## Given passage:

The heat from the radioactive decay of these elements can help melt the rocks they are contained in, which may partly explain their co-localization.
The study found that along with enhanced heating, the inclusion of a KREEP component to rocks also lowers their melting temperature, compounding the regular volcanic activity from simply radiogenic decay models. Because most of these lava flows were emplaced early in lunar history, this study also adds constraints about the timing of the Moon’s evolution and the order in which various processes occurred on the Moon.
After multiple experiments with various KREEP components, scientists analyzed the implications this would have on the timing and volume of volcanic activity at the lunar surface, providing valuable insight about the early stages of evolution of the Earth‐Moon system.

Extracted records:
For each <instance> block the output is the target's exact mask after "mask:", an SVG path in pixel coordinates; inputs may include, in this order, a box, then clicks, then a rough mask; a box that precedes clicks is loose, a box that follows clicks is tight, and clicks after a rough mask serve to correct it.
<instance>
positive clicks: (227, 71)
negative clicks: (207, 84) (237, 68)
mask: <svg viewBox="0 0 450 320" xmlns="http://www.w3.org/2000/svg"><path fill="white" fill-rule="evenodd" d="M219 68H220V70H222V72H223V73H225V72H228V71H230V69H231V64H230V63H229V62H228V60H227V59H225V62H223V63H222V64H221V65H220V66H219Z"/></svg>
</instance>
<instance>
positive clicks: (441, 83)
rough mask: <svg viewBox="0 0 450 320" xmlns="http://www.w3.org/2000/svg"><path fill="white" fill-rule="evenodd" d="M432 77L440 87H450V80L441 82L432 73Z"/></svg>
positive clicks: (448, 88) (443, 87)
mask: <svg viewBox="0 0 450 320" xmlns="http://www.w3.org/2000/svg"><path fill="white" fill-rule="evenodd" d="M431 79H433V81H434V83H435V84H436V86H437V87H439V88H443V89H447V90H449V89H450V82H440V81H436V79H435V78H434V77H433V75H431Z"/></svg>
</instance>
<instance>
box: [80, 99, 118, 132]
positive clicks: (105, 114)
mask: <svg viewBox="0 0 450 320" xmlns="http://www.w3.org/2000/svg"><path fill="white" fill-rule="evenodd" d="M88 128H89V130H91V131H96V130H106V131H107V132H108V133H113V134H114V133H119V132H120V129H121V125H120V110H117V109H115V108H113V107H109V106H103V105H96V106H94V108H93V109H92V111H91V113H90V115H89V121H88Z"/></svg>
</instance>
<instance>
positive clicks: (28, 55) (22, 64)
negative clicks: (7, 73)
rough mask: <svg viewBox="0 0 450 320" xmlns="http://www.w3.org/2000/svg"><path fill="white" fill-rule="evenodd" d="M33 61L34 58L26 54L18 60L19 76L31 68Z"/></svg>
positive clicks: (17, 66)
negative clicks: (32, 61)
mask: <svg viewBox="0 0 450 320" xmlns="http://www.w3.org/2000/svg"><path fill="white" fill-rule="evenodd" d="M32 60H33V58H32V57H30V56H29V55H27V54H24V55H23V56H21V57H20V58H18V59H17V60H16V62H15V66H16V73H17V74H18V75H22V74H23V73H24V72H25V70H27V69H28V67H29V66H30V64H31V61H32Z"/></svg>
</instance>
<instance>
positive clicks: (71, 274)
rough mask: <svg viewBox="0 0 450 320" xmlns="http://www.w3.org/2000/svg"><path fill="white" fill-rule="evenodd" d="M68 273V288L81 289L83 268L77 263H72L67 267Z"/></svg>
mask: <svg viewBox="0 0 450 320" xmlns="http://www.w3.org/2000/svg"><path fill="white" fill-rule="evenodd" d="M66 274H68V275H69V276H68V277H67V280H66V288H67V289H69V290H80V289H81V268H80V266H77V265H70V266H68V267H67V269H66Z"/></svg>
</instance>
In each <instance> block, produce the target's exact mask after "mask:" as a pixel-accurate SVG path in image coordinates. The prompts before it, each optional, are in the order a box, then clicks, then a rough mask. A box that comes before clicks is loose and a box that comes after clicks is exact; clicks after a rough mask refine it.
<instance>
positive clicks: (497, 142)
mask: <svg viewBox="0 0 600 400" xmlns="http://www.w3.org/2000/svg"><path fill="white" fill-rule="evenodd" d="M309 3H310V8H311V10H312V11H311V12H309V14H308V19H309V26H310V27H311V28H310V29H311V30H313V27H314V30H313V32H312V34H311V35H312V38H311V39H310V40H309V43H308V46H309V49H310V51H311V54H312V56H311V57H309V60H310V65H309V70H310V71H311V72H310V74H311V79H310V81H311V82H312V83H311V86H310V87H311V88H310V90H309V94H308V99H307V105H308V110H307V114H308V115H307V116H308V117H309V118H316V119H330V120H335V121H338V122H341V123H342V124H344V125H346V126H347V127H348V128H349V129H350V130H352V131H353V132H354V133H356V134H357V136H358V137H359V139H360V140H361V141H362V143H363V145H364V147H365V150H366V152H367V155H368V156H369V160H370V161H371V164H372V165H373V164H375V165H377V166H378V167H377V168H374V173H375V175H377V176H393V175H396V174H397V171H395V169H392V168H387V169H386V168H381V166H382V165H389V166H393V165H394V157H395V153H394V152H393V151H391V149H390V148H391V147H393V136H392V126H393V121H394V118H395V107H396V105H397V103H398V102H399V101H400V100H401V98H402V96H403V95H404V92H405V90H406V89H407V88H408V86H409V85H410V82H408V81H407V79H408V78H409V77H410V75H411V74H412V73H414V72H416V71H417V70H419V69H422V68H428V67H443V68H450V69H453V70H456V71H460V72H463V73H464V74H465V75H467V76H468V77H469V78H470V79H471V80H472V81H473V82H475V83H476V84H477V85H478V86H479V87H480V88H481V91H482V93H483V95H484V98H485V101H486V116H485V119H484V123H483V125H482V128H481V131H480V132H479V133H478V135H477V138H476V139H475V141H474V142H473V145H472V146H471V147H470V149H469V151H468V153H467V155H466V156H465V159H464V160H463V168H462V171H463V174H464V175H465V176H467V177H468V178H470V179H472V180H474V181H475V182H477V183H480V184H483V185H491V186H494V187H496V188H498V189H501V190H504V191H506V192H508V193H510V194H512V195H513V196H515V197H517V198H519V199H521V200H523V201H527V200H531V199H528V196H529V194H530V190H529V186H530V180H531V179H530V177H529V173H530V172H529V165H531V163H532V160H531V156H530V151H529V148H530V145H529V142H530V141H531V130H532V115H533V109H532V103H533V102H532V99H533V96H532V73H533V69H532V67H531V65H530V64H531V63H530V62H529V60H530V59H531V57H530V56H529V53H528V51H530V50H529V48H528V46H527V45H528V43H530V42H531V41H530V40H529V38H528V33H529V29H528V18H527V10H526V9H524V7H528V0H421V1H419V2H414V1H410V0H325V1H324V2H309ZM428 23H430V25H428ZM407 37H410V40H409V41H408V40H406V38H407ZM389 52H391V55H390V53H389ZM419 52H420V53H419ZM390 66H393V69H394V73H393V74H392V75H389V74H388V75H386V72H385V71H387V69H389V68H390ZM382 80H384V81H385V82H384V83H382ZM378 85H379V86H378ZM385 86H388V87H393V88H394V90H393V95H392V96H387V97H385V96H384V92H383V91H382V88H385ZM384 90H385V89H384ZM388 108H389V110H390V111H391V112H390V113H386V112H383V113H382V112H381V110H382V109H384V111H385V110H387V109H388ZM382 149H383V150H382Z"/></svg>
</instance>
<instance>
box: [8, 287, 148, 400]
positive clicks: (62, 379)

## Tasks for this exercise:
1. List every line of the listing that contains the string "negative", matching case exactly.
2. Write the next part of the passage on KREEP and lunar volcanism, starting after its final sentence.

## Responses to the exercise:
1.
negative clicks: (207, 84) (237, 68)
negative clicks: (7, 73)
negative clicks: (32, 61)

2.
ELSI co‐author Matthieu Laneuville comments, “Because of the relative lack of erosion processes, the Moon’s surface records geological events from the Solar System’s early history. In particular, regions on the Moon’s near side have concentrations of radioactive elements like U and Th, unlike anywhere else on the Moon. Understanding the origin of these local U and Th enrichment can help explain the early stages of the Moon’s formation and, as a consequence, conditions on the early Earth.”
The study suggests that the Moon’s KREEP‐enriched maria has influenced lunar evolution since the Moon formed. Scientists think the evidence for these kinds of non‐symmetric, self‐amplifying processes might be found in other moons in our Solar System and maybe ubiquitous on rocky bodies throughout the Universe.
The study was conducted by the Earth‐Life Science Institute at Tokyo Institute of Technology, the University of Florida, the Carnegie Institution for Science, Towson University, NASA Johnson Space Center, and the University of New Mexico.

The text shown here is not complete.